| Your goal |
Format the material, starting at the beginning and ending at the line that contains "coordinates: whole pixels, x", as a Markdown table with the columns Entry and Content, one row per line and blank lines omitted.

| Input records |
::::

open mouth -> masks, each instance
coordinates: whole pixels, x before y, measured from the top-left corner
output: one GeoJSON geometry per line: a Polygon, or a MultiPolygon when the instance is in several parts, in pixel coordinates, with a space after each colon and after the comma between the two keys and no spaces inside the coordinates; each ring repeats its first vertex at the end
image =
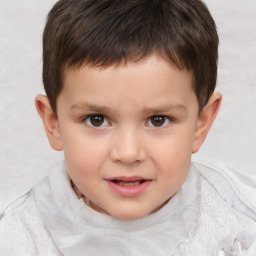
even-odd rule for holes
{"type": "Polygon", "coordinates": [[[117,179],[111,180],[111,181],[120,186],[138,186],[146,182],[146,180],[124,181],[124,180],[117,180],[117,179]]]}
{"type": "Polygon", "coordinates": [[[117,194],[125,197],[141,195],[151,184],[150,179],[142,177],[113,177],[107,179],[110,188],[117,194]]]}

::::

| Completed exercise |
| Entry | Content |
|---|---|
| 1 | open mouth -> masks, each instance |
| 2 | coordinates: whole pixels, x before y, measured from the top-left corner |